**Article**
□ □ □ □ □ □ □

From: Paulo Marques <pmarques@grupopie.com>

This patch removes the is-exported bit from the last patch and implements a
complete type char, so that /proc/kallsyms resembles better the System.map
file.

In fact, if compiled with KALLSYMS_ALL the only differences between
/proc/kallsyms and System.map are the symbols that are left out on purpose:
types 'A' and 'U', and kallsyms_xxx.

I removed these symbols from System.map and diff'ed against /proc/kallsyms
and the files where completely identical :)

The System.map file occupied about 980Kb whereas the kallsyms data needed
to generate the same output occupied about 440Kb.

Signed-off-by: Andrew Morton <akpm@osdl.org>
---

 25-akpm/kernel/kallsyms.c  |   52 +++++++++++----------
 25-akpm/scripts/kallsyms.c |  108 ++++++++++++++++-----------------------------
 2 files changed, 67 insertions(+), 93 deletions(-)

diff -puN kernel/kallsyms.c~kallsyms-correct-type-char-in-proc-kallsyms kernel/kallsyms.c
--- 25/kernel/kallsyms.c~kallsyms-correct-type-char-in-proc-kallsyms	2004-09-02 20:17:58.411147624 -0700
+++ 25-akpm/kernel/kallsyms.c	2004-09-02 20:17:58.417146712 -0700
@@ -51,17 +51,16 @@ static inline int is_kernel_text(unsigne
    given the offset to where the symbol is in the compressed stream */
 static unsigned int kallsyms_expand_symbol(unsigned int off, char *result)

□ □ □ □ □ □ □

**Supplied entries**
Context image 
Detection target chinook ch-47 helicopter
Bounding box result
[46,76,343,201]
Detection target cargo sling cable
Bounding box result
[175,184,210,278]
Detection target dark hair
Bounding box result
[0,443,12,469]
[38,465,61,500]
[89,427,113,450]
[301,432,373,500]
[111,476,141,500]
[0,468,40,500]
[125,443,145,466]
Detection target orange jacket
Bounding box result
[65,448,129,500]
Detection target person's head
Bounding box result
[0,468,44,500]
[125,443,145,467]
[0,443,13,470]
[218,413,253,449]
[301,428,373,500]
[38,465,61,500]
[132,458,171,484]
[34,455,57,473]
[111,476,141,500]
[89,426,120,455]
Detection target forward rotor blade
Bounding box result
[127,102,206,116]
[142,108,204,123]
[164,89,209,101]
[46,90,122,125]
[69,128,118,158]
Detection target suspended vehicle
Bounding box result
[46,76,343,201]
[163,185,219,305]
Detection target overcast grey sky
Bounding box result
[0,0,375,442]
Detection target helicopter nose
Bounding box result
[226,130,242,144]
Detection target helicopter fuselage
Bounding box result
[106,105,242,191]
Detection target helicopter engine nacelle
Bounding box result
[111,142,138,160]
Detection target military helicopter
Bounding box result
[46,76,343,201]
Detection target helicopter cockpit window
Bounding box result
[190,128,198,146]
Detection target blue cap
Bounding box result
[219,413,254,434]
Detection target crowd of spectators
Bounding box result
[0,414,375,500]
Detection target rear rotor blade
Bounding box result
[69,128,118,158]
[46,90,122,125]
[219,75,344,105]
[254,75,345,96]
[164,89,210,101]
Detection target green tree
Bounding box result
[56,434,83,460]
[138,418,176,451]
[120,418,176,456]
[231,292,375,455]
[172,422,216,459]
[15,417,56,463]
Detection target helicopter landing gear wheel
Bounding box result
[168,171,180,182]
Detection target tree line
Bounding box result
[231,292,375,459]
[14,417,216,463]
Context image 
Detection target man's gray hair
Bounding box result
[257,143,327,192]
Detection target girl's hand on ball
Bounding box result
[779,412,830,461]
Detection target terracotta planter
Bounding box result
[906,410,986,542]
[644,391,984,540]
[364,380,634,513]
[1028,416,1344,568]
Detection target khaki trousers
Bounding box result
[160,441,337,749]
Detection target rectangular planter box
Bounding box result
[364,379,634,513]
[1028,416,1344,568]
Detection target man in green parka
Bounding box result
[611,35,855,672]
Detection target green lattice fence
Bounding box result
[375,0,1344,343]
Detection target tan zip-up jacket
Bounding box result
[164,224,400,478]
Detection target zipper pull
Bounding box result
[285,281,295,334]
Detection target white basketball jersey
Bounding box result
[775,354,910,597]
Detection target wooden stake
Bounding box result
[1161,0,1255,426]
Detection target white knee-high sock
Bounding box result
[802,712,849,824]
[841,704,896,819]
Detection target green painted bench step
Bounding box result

□ □ □ □ □ □ □

**Given task A**
Decide whether each statement agrees with the kallsyms patch. Answer yes or no for each, and quote the words of the patch that settle it.
(i) The patch keeps the is-exported bit from the last patch.
(ii) The System.map file took up about 980Kb.
(iii) The patch has more insertions than deletions.
**Given task B**
List every kind of symbol that the kallsyms patch says is left out of /proc/kallsyms on purpose.

**Response A**
(i) No: "This patch removes the is-exported bit from the last patch"
(ii) Yes: "The System.map file occupied about 980Kb"
(iii) No: "67 insertions(+), 93 deletions(-)"

**Response B**
- type 'A' symbols
- type 'U' symbols
- kallsyms_xxx